[start]

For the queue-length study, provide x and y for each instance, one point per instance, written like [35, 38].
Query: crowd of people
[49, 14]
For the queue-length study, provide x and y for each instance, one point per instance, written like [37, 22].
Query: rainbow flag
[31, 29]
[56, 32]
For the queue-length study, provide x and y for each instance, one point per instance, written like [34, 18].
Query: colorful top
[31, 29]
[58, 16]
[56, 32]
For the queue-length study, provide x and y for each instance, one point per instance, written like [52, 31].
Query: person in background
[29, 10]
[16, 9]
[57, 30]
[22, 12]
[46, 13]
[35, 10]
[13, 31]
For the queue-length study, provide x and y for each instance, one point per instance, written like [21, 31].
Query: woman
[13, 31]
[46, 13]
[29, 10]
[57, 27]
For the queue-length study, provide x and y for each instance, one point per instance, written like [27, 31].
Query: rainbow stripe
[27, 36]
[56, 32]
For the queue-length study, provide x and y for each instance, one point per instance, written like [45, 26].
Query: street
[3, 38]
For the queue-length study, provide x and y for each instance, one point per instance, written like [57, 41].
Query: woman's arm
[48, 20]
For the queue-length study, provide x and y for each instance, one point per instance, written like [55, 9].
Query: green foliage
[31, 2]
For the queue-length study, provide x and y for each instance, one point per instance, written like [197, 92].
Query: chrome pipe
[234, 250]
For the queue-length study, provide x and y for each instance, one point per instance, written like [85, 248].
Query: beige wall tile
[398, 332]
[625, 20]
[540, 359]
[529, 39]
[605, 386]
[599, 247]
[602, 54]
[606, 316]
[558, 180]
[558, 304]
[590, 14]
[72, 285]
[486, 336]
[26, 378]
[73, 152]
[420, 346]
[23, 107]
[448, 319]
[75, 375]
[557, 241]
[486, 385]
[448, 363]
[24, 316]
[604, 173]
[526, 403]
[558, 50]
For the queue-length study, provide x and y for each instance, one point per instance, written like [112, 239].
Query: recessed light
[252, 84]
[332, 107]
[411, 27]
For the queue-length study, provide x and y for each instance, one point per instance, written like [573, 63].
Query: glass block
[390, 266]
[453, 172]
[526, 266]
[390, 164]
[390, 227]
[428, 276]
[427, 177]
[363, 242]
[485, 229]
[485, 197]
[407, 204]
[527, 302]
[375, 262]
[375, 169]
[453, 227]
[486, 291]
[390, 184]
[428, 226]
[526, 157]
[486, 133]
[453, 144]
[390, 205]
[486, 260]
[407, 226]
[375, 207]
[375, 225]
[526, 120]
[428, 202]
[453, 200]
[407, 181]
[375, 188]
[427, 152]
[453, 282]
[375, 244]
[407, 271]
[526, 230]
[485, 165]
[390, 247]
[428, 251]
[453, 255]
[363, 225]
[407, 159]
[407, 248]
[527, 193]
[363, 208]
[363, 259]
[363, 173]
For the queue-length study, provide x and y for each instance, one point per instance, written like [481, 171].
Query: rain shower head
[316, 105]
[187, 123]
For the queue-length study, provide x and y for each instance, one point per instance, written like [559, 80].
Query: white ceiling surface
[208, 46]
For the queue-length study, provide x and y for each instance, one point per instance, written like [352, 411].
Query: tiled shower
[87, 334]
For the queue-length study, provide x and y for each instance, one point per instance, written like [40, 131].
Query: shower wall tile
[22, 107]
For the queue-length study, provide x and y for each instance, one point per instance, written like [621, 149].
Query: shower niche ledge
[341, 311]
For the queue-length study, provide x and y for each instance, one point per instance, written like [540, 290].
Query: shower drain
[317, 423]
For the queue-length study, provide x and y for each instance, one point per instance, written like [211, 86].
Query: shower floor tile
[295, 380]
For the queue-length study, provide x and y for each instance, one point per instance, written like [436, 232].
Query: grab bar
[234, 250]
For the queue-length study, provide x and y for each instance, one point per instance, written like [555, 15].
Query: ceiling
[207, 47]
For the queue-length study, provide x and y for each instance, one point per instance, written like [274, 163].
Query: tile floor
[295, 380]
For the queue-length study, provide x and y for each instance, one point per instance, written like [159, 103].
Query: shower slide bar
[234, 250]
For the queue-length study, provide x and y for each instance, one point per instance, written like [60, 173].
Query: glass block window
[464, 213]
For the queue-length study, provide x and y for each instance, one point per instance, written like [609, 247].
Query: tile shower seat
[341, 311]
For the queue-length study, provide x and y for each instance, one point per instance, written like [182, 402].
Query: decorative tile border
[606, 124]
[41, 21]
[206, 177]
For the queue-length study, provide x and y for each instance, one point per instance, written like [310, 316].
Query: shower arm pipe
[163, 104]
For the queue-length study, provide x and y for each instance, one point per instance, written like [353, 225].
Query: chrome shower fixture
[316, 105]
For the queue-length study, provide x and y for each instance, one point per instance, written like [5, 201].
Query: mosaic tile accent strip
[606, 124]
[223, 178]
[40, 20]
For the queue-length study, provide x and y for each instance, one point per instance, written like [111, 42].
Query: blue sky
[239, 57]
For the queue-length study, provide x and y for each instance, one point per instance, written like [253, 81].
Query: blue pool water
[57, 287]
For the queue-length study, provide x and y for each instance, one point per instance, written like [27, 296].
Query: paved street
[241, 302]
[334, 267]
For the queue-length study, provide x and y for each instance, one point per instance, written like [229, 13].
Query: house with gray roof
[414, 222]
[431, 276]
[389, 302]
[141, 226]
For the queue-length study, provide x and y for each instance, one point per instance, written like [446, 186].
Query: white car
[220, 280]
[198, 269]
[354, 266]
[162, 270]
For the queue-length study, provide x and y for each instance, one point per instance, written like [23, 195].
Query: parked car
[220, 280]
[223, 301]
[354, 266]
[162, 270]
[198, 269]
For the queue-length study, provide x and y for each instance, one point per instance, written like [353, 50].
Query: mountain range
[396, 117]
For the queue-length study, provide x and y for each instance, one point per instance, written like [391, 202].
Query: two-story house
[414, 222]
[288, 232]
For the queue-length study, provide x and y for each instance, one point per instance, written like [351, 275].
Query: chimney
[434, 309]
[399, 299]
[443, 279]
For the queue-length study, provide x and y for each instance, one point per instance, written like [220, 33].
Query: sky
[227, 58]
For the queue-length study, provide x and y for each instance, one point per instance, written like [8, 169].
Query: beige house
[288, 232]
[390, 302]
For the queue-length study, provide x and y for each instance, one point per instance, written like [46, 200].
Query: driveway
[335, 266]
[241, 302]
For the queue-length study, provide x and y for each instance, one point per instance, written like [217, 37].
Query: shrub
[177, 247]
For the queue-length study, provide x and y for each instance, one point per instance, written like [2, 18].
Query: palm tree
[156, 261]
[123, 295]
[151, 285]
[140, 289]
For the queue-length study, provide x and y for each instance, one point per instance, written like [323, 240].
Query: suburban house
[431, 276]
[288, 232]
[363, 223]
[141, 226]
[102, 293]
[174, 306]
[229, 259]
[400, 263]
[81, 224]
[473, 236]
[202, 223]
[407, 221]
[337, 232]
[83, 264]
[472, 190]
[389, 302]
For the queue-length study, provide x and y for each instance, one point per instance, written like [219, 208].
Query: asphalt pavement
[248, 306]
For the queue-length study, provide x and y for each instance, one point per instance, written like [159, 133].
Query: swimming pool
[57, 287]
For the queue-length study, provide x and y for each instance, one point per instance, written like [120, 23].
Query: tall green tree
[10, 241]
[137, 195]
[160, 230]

[end]

Description of the task: Please render every line above as a numbered list, leaving out any blank lines.

Solution for this exercise:
1. For the queue-length study, provide x and y for each instance, one point per instance, written like [35, 38].
2. Query: crowd of people
3. [49, 14]
4. For the queue-length study, provide x and y for each instance, one point per instance, written like [37, 22].
5. Query: rainbow flag
6. [31, 29]
7. [56, 32]
8. For the queue-length study, provide x and y for each instance, one point per instance, written like [34, 18].
9. Query: colorful top
10. [31, 29]
11. [58, 16]
12. [56, 32]
13. For the queue-length study, provide x and y for each instance, one point per instance, written like [52, 31].
14. Query: person in background
15. [29, 10]
16. [16, 9]
17. [57, 30]
18. [22, 12]
19. [46, 13]
20. [35, 10]
21. [13, 31]
22. For the queue-length study, provide x and y for each instance, one point per instance, written like [21, 31].
23. Query: woman
24. [13, 31]
25. [46, 13]
26. [29, 10]
27. [57, 27]
28. For the queue-length study, provide x and y for each instance, one point per instance, written like [27, 31].
29. Query: rainbow stripe
30. [27, 36]
31. [56, 32]
32. For the queue-length study, provide x and y for each instance, one point per instance, written like [45, 26].
33. Query: street
34. [3, 38]
35. For the queue-length study, provide x and y for each instance, one point per instance, written like [57, 41].
36. Query: woman's arm
37. [48, 20]
38. For the queue-length study, provide x and y for each instance, one point per instance, written like [55, 9].
39. Query: green foliage
40. [31, 2]
41. For the queue-length study, provide x and y for each instance, one point per instance, written like [197, 92].
42. Query: chrome pipe
43. [234, 250]
44. For the queue-length study, provide x and y for each instance, one point per instance, written like [85, 248].
45. Query: beige wall tile
46. [398, 332]
47. [625, 20]
48. [540, 359]
49. [529, 39]
50. [605, 386]
51. [599, 247]
52. [602, 54]
53. [606, 316]
54. [558, 180]
55. [558, 304]
56. [590, 14]
57. [72, 285]
58. [486, 336]
59. [26, 378]
60. [73, 152]
61. [420, 346]
62. [23, 107]
63. [448, 319]
64. [75, 375]
65. [557, 241]
66. [486, 385]
67. [448, 363]
68. [24, 316]
69. [604, 173]
70. [526, 403]
71. [558, 50]
72. For the queue-length study, provide x and y for each instance, one point per instance, written like [112, 239].
73. Query: recessed light
74. [252, 84]
75. [332, 107]
76. [411, 27]
77. For the queue-length study, provide x and y for each instance, one point per instance, written like [573, 63].
78. Query: glass block
79. [390, 266]
80. [453, 172]
81. [526, 266]
82. [390, 164]
83. [390, 227]
84. [428, 276]
85. [427, 177]
86. [363, 242]
87. [485, 229]
88. [485, 197]
89. [407, 204]
90. [527, 302]
91. [375, 262]
92. [375, 169]
93. [453, 227]
94. [486, 291]
95. [390, 184]
96. [428, 226]
97. [526, 157]
98. [486, 133]
99. [453, 144]
100. [390, 205]
101. [486, 260]
102. [407, 226]
103. [375, 207]
104. [375, 225]
105. [526, 120]
106. [428, 202]
107. [453, 200]
108. [407, 181]
109. [375, 188]
110. [427, 152]
111. [453, 282]
112. [375, 244]
113. [407, 271]
114. [526, 230]
115. [485, 165]
116. [390, 247]
117. [428, 251]
118. [453, 255]
119. [363, 225]
120. [407, 159]
121. [407, 248]
122. [527, 193]
123. [363, 208]
124. [363, 259]
125. [363, 173]
126. For the queue-length study, provide x and y for each instance, one point per instance, written like [481, 171].
127. Query: rain shower head
128. [316, 105]
129. [187, 123]
130. For the queue-length study, provide x and y for each instance, one point per instance, written like [559, 80].
131. Query: white ceiling surface
132. [208, 46]
133. For the queue-length study, provide x and y for each instance, one point per instance, written like [352, 411].
134. Query: tiled shower
135. [87, 334]
136. For the queue-length study, provide x and y for each instance, one point per instance, written like [40, 131].
137. Query: shower wall tile
138. [22, 107]
139. For the queue-length study, provide x and y for each instance, one point per instance, written like [621, 149].
140. Query: shower niche ledge
141. [341, 311]
142. For the queue-length study, provide x and y for each instance, one point per instance, written like [540, 290].
143. Query: shower drain
144. [317, 423]
145. For the queue-length study, provide x and y for each instance, one point per instance, written like [211, 86].
146. Query: shower floor tile
147. [295, 380]
148. For the queue-length study, provide x and y for each instance, one point per instance, written like [436, 232].
149. Query: grab bar
150. [234, 250]
151. For the queue-length study, provide x and y for each instance, one point per instance, written like [555, 15].
152. Query: ceiling
153. [207, 47]
154. For the queue-length study, provide x and y for each instance, one point per instance, written like [274, 163].
155. Query: tile floor
156. [295, 380]
157. For the queue-length study, provide x and y for each instance, one point per instance, written like [159, 103].
158. Query: shower slide bar
159. [234, 250]
160. For the queue-length study, provide x and y for each instance, one point per instance, written like [60, 173].
161. Query: glass block window
162. [464, 213]
163. For the queue-length study, provide x and y for each instance, one point per instance, written like [609, 247].
164. Query: tile shower seat
165. [341, 311]
166. For the queue-length study, provide x and y for each instance, one point per instance, written like [182, 402].
167. Query: decorative tile border
168. [606, 124]
169. [41, 21]
170. [206, 177]
171. For the queue-length study, provide x and y for each instance, one point per instance, written like [310, 316].
172. Query: shower arm pipe
173. [163, 104]
174. For the queue-length study, provide x and y for each instance, one point per instance, written like [353, 225].
175. Query: chrome shower fixture
176. [316, 105]
177. For the queue-length study, provide x and y for each instance, one point per instance, written like [5, 201].
178. Query: mosaic tile accent strip
179. [606, 124]
180. [223, 178]
181. [40, 20]
182. For the queue-length study, provide x and y for each instance, one point per instance, written like [111, 42].
183. Query: blue sky
184. [239, 57]
185. For the queue-length study, provide x and y for each instance, one point per instance, written like [253, 81].
186. Query: blue pool water
187. [57, 287]
188. For the queue-length study, provide x and y for each instance, one point per instance, written like [27, 296].
189. Query: paved street
190. [241, 302]
191. [334, 267]
192. For the queue-length study, provide x and y for each instance, one point per instance, written like [229, 13].
193. Query: house with gray roof
194. [414, 222]
195. [431, 276]
196. [389, 302]
197. [141, 226]
198. For the queue-length study, provide x and y for each instance, one point per instance, written like [446, 186].
199. Query: white car
200. [220, 280]
201. [198, 269]
202. [354, 266]
203. [162, 270]
204. For the queue-length study, provide x and y for each instance, one point per instance, written like [23, 195].
205. Query: parked car
206. [220, 280]
207. [223, 301]
208. [354, 266]
209. [162, 270]
210. [198, 269]
211. For the queue-length study, provide x and y for each instance, one point per instance, written like [353, 50].
212. Query: mountain range
213. [396, 117]
214. For the queue-length study, provide x and y for each instance, one point per instance, written like [391, 202].
215. Query: two-story house
216. [414, 222]
217. [288, 232]
218. For the queue-length study, provide x and y for each instance, one point per instance, written like [351, 275].
219. Query: chimney
220. [434, 309]
221. [399, 299]
222. [443, 279]
223. For the queue-length study, provide x and y for each instance, one point per instance, written like [220, 33].
224. Query: sky
225. [227, 58]
226. For the queue-length study, provide x and y for each instance, one point per instance, written like [8, 169].
227. Query: beige house
228. [288, 232]
229. [390, 302]
230. For the queue-length study, provide x and y for each instance, one point per instance, written like [46, 200].
231. Query: driveway
232. [335, 266]
233. [241, 302]
234. For the queue-length study, provide x and y for each instance, one point per instance, written like [217, 37].
235. Query: shrub
236. [177, 247]
237. For the queue-length study, provide x and y for each instance, one point per instance, written like [2, 18].
238. Query: palm tree
239. [156, 261]
240. [123, 295]
241. [151, 285]
242. [140, 289]
243. For the queue-length study, provide x and y for each instance, one point per instance, written like [323, 240].
244. Query: suburban house
245. [431, 276]
246. [288, 232]
247. [363, 223]
248. [141, 226]
249. [102, 293]
250. [174, 306]
251. [229, 259]
252. [400, 263]
253. [81, 224]
254. [473, 236]
255. [202, 223]
256. [407, 221]
257. [337, 232]
258. [83, 264]
259. [472, 190]
260. [389, 302]
261. For the queue-length study, provide x and y for each instance, one point per instance, written like [219, 208].
262. Query: asphalt pavement
263. [248, 306]
264. For the queue-length study, provide x and y for each instance, one point per instance, written like [159, 133].
265. Query: swimming pool
266. [57, 287]
267. For the queue-length study, provide x and y for each instance, one point per instance, written like [120, 23].
268. Query: tall green tree
269. [10, 241]
270. [137, 195]
271. [160, 230]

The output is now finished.